Excerpt to read ::

Segment Open

AI for Texas Hold’em

Motivation

Texas Hold’em is a game of probability and calculation. Sometimes, we feel playing it with human mind is too inefficient and learning the strategy is too slow or costly. Thus I’d like to develop an artificial intelligent system that plays the game and we human and the system can learn from each other. Human can learn to estimate the probability better and counter our biases, the system may learn how to approximate many intuitive strategy in human. By this we may find the probabilistic foundation of strategy in human players (e.g. bluffing early raising etc. ).

Img From https://www.instructables.com/Learn-To-Play-Poker---Texas-Hold-Em-aka-Texas-Ho/

Heuristics

As we played Hold’em a lot recently, some rule of thumbs could be learnt easily.

  • Usually follow when your card is weak.
  • Fold if you cannot afford to bet you can win.
  • Raise to win money if you are strong.

Segment Closed

What is being asked :: Carry on writing the piece about an AI for Texas Hold'em, starting after its last rule of thumb.

Collected material ::
Segment Open

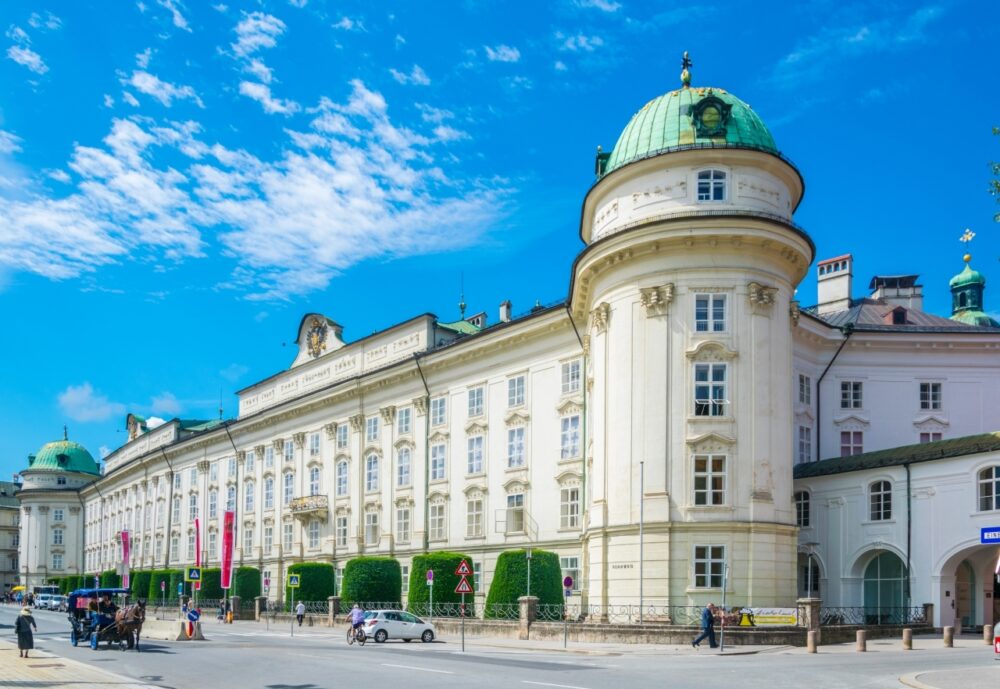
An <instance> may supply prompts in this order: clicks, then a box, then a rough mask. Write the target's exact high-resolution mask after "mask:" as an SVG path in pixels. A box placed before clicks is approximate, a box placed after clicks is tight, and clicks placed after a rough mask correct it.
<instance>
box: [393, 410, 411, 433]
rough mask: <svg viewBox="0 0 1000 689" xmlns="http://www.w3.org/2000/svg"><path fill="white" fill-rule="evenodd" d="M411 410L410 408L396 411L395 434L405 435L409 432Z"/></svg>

Segment Closed

Reply ::
  • Raise gradually to lure people in.
  • All in if you are sure that you will win and the other side want’s to follow.

Conceptualize Texas Hold’em

Encoding

How to represent cards by numbers?

Here we follow a simple way of using a binary tuple to represent a card \((color, num),\;color\in[1,2,3,4].\; num\in[1,...,13]\) , which can easily be mapped to a number in the range of \(1-52\).

Match Table Representation

As we think about it, there are \(C^{3}_{52}=22100\) possible 3 card sets in 52 available cards. Given this set of public cards, there are $C_{49}^2=1176$ possible sets of private card, and the same number of possible un-revealed cards1. Given this setup, we have a 1176 by 1176 (N of possible private cards by N of possible public cards) square matrix for each set of public cards.

Note some entry of this matrix is not possible, since, the public card and the private card share the same card. As a result, \(95*1176=111720\) entries of this matrix is forbidden. I call this matrix of unavailable matrix CollideMat.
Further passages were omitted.